SOURCE DATA

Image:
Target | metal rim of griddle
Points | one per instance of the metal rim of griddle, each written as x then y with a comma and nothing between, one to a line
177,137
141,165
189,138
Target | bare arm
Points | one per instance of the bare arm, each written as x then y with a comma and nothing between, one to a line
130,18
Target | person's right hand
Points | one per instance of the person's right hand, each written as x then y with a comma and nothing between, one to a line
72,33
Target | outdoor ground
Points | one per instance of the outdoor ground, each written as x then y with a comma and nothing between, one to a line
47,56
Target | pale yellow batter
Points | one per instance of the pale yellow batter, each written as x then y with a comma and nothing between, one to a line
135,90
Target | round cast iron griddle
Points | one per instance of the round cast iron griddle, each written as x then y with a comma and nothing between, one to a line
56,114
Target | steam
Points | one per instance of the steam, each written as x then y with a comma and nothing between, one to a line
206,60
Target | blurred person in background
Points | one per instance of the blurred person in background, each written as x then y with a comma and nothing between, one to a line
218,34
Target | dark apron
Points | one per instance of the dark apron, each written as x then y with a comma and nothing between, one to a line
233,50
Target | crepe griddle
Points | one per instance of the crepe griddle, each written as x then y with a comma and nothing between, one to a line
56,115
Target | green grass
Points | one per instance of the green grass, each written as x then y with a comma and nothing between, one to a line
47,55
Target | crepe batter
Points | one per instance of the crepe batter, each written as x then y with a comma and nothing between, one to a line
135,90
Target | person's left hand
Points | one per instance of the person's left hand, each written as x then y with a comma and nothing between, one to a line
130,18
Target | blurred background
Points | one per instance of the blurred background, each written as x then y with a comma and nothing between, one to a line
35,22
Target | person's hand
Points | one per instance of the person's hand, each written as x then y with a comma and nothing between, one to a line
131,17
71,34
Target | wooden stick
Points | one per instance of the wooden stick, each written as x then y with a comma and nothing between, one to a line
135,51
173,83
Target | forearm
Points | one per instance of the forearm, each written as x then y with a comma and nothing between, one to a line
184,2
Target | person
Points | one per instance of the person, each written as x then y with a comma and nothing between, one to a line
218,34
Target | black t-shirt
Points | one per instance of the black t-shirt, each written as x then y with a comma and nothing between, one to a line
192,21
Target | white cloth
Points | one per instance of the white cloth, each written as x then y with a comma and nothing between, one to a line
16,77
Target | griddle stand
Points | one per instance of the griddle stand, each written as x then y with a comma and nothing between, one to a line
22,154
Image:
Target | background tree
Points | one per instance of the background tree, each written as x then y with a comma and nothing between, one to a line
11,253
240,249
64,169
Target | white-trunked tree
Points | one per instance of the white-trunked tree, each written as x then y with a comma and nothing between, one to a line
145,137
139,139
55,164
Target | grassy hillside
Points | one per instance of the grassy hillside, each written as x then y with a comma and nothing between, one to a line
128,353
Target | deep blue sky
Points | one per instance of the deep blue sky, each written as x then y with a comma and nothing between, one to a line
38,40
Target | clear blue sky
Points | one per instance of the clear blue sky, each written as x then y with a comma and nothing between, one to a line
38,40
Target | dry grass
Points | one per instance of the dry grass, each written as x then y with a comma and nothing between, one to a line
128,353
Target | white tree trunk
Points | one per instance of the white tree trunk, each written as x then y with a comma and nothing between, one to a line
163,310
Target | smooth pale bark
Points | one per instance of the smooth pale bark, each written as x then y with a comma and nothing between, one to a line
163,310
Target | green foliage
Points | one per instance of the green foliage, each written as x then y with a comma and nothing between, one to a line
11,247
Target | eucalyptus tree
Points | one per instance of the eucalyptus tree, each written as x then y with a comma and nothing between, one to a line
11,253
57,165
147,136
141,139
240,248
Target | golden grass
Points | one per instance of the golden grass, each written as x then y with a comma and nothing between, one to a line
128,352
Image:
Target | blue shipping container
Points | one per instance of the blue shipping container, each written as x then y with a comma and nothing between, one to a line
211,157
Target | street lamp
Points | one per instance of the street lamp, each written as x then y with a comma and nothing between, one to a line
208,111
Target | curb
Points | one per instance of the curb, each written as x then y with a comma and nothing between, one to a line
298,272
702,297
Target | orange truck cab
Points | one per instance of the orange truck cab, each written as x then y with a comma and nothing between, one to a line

ASSIGNED TASK
Looking at the data above, return every line from the one with "Target | white tree trunk" down to the one with "Target | curb", exactly and inclusively.

PROBLEM SOLUTION
Target | white tree trunk
Points | one per instance of the white tree trunk, each written as x then y with a comma and nothing between, one to a line
163,310
Target | smooth pale bark
Points | one per instance of the smooth pale bark, each written as x then y with a comma and nothing between, one to a line
163,310
Target | green foliage
Points | one per instance of the green foliage, each written as x then y with a comma and nothing between, one to a line
11,247
Target | eucalyptus tree
Points | one per instance of the eucalyptus tree, each written as x then y with a comma and nothing between, one to a line
11,253
57,165
147,136
141,139
240,248
Target | golden grass
Points | one per instance of the golden grass, each written as x then y with a comma and nothing between, one to a line
128,352
Image:
Target | blue shipping container
Points | one per instance of the blue shipping container, each written as x then y with a comma and nothing between, one to a line
211,157
Target | street lamp
Points | one per instance of the street lamp, each written as x then y with a comma and nothing between, one to a line
208,111
Target | curb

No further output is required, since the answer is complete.